- [Exercise requirements] Write out each line of the material again, word for word.

(Point labeling examples)
** BEGIN **

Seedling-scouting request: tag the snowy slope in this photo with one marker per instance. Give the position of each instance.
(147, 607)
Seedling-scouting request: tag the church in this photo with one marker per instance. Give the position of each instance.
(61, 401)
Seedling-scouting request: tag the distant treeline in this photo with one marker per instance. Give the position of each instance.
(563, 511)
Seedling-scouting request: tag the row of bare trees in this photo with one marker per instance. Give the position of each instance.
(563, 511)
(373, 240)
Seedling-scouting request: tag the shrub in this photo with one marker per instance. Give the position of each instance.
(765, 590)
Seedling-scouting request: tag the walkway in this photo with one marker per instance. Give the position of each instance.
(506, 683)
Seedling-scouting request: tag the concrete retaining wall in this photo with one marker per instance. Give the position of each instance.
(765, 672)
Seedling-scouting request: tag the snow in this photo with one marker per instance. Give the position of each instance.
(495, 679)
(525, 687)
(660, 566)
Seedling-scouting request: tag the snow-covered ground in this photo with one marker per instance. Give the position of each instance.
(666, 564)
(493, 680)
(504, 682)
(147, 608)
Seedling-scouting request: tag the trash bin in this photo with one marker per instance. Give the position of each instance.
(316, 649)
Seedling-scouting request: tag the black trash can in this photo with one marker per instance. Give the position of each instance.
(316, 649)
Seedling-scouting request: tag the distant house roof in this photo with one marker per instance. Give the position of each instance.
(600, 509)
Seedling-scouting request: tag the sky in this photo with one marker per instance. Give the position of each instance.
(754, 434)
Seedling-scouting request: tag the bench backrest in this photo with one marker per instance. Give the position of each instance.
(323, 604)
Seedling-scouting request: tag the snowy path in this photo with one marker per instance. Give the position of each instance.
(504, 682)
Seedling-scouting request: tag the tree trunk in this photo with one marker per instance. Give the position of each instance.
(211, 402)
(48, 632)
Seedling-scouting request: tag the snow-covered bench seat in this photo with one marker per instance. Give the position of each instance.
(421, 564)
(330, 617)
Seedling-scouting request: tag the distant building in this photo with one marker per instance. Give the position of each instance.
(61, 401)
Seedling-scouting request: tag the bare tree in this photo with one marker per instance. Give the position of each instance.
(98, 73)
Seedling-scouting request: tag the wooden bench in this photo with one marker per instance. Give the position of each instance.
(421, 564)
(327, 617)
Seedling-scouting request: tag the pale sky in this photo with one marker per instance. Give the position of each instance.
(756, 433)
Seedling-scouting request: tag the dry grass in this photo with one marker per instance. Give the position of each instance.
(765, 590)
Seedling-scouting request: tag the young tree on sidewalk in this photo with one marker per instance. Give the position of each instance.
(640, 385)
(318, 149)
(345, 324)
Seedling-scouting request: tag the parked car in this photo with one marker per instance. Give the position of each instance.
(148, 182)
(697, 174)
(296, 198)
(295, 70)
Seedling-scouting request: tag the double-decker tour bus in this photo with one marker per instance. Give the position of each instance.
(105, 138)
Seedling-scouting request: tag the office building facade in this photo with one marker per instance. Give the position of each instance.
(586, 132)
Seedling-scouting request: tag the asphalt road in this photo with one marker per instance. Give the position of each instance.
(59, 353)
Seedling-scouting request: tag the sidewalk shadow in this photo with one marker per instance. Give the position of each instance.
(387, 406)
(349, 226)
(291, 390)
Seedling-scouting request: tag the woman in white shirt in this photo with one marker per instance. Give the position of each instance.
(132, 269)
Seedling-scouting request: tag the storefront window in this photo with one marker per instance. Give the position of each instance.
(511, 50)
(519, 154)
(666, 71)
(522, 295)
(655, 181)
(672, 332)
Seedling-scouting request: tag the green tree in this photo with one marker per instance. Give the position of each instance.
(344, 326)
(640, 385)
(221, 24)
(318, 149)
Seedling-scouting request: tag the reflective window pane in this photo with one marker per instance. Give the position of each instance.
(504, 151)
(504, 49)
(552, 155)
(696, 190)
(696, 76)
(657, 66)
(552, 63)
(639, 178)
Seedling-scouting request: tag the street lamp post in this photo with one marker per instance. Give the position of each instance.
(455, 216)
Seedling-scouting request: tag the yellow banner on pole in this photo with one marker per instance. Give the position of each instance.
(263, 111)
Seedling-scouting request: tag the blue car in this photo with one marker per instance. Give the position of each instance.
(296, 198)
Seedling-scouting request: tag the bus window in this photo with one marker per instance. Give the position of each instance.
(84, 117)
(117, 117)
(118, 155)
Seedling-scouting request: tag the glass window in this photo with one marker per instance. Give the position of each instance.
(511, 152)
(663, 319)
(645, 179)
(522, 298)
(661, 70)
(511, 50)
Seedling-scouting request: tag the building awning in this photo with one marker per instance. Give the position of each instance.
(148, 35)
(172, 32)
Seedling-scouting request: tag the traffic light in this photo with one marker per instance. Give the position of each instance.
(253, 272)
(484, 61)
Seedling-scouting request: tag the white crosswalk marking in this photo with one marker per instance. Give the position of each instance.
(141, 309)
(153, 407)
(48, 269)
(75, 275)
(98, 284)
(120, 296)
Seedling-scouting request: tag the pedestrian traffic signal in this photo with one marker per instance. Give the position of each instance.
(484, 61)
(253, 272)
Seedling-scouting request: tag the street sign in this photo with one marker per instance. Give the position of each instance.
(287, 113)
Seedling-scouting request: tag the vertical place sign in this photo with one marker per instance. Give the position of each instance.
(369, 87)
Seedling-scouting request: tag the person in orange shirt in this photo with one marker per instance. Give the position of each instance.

** END **

- [Finished answer]
Seedling-scouting request: tag the snowy slope in this photo with one marker per instance. Give the position of each instance.
(147, 607)
Seedling-scouting request: tag the church in this photo with one marker per instance. Give the position of each instance.
(61, 401)
Seedling-scouting request: tag the distant treeline in this photo with one marker per instance. Give the position of each instance.
(563, 511)
Seedling-scouting request: tag the row of bare trees in this photo with one marker per instance. Give the position of each instance.
(563, 511)
(373, 240)
Seedling-scouting request: tag the shrub in this photo with one marker per instance. Give the position of each instance.
(765, 590)
Seedling-scouting request: tag the walkway in this photo with one marker per instance. Give the position of each instance.
(506, 683)
Seedling-scouting request: tag the concrete retaining wall in this photo with one marker per instance. Give the position of each instance.
(765, 672)
Seedling-scouting request: tag the snow in this photo with one marker per instance. Give the position of each instance.
(495, 679)
(525, 687)
(660, 566)
Seedling-scouting request: tag the snow-covered ground in this photo with one marker per instance. Give the position of each instance.
(666, 564)
(493, 680)
(504, 682)
(147, 608)
Seedling-scouting request: tag the trash bin in this photo with one marker per instance. Give the position of each instance.
(316, 649)
Seedling-scouting request: tag the black trash can in this photo with one marker per instance. Give the position of each instance.
(316, 649)
Seedling-scouting request: tag the distant house roof in this photo with one marker per instance. Give the position of each instance.
(600, 509)
Seedling-scouting request: tag the sky in this photo with one marker per instance. Give the position of each instance.
(754, 434)
Seedling-scouting request: tag the bench backrest in this photo with one marker per instance. Give the position of each instance.
(323, 604)
Seedling-scouting request: tag the snowy path in this photo with one marker per instance. Give the position of each instance.
(504, 682)
Seedling-scouting request: tag the tree trunk in this photo with one marker per instance. Give the position of each instance.
(211, 402)
(48, 632)
Seedling-scouting request: tag the snow-covered bench seat in this photo with one marker per instance. Give the position of each instance.
(421, 564)
(330, 617)
Seedling-scouting request: tag the distant building in this photo with one marker per instance. Give the position of each instance.
(61, 401)
Seedling-scouting request: tag the bare tree in this photo with one marker per instance. Give the position of each instance.
(98, 73)
Seedling-scouting request: tag the wooden bench in this photo with one marker per instance. Give the position of each instance.
(421, 564)
(327, 617)
Seedling-scouting request: tag the pale sky in this photo with one marker per instance. Give the position of each instance.
(756, 433)
Seedling-scouting request: tag the dry grass in this photo with one marker per instance. Give the position of each instance.
(765, 590)
Seedling-scouting request: tag the young tree on sidewalk in this photo with one marker per instance. Give the position of each instance.
(640, 385)
(318, 149)
(345, 324)
Seedling-scouting request: tag the parked car in this photo with one marker per instance. Give the position of each instance.
(148, 182)
(697, 174)
(296, 198)
(295, 70)
Seedling-scouting request: tag the double-decker tour bus in this photo with one marker per instance. Give the position of each instance.
(105, 138)
Seedling-scouting request: tag the office building facade in this photo with one marker per instance. Give the position of each instance.
(586, 132)
Seedling-scouting request: tag the asphalt road in this photo with one marker per instance. Give the position of each instance.
(59, 353)
Seedling-scouting request: tag the sidewalk shadow in this photo with one marker per instance. Give the position of each instance.
(387, 406)
(349, 226)
(291, 390)
Seedling-scouting request: tag the woman in white shirt in this photo with one marker per instance. Give the position of each instance.
(132, 269)
Seedling-scouting request: tag the storefront window in this photo with one marker per instance. Give the position of each instance.
(511, 50)
(519, 154)
(666, 71)
(522, 295)
(655, 181)
(672, 332)
Seedling-scouting request: tag the green tree in this photo with one marker per instance. Give the position of each instance.
(344, 326)
(640, 385)
(221, 24)
(318, 149)
Seedling-scouting request: tag the reflective window pane in this photo with one marker per instance. Give the position of each instance.
(504, 151)
(504, 49)
(552, 155)
(696, 190)
(696, 76)
(657, 66)
(552, 63)
(639, 178)
Seedling-scouting request: tag the street lamp post in this photo with one marker per instance. Give the position of each instance.
(455, 216)
Seedling-scouting request: tag the yellow banner on pole in this photo with one marker per instance. Give the position of each instance.
(263, 111)
Seedling-scouting request: tag the blue car in this photo with one marker per instance. Give the position of each instance.
(296, 198)
Seedling-scouting request: tag the bus window in this photo with one marker per instance. Give the position of each instance.
(84, 117)
(117, 117)
(118, 155)
Seedling-scouting request: tag the glass window in this photo with one marker per instance. Give the position of each instance.
(511, 152)
(663, 319)
(645, 179)
(522, 298)
(661, 70)
(511, 50)
Seedling-scouting request: tag the building awning in this photo with one marker per instance. Give the position of each instance.
(148, 35)
(172, 32)
Seedling-scouting request: tag the traffic light in this photo with one marker per instance. Give the position of each instance.
(253, 272)
(484, 61)
Seedling-scouting request: tag the white crosswalk marking in this photo with one marker per instance. Give the position of each instance.
(141, 309)
(153, 407)
(48, 269)
(75, 275)
(98, 284)
(120, 296)
Seedling-scouting request: tag the pedestrian traffic signal in this photo with one marker per instance. Give the position of each instance.
(484, 61)
(253, 272)
Seedling-scouting request: tag the street sign in this photo with one marker per instance. Give the position of each instance.
(287, 113)
Seedling-scouting request: tag the vertical place sign in this photo with one marker per instance. Give the position of each instance.
(369, 87)
Seedling-scouting request: tag the person in orange shirt in this photo with one marker per instance. Give the position of each instance.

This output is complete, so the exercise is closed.